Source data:
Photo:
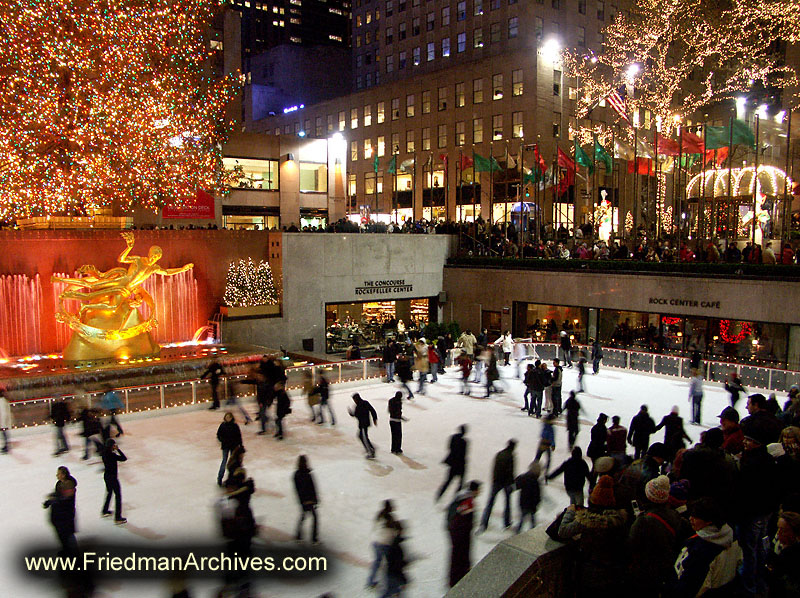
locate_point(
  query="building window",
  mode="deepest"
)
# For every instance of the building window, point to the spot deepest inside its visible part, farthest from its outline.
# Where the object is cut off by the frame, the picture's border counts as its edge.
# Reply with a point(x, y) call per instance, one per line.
point(410, 149)
point(497, 86)
point(477, 130)
point(460, 133)
point(460, 95)
point(516, 124)
point(477, 38)
point(513, 27)
point(477, 91)
point(497, 127)
point(516, 82)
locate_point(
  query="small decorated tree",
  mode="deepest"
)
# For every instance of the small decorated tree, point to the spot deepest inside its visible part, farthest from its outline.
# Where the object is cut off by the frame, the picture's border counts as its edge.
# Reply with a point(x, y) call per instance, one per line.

■ Activity: Please output every record above exactly as written, leaving out the pictures.

■ Answer area:
Photo:
locate_point(
  query="building window",
  mode="deepest"
)
# For every instance of the building window, point to the spot deepest inside its visible part, farthest from its outline.
# Where the object is cut off by the frame, the picture's border counts as its edge.
# Reply with a point(x, y) call per instance, one per line.
point(410, 149)
point(497, 86)
point(477, 130)
point(460, 133)
point(460, 95)
point(516, 124)
point(477, 38)
point(513, 27)
point(477, 91)
point(497, 127)
point(516, 82)
locate_point(
  query="small decorated tree",
  mode="deepest"
)
# For every instance of the small decorated tree, point to the spot deepest inside its visible part, farthest from its outline.
# Where the object is cut off by the frame, the picture's border counts as its edge.
# Reply with a point(x, y) call per instance, one per line.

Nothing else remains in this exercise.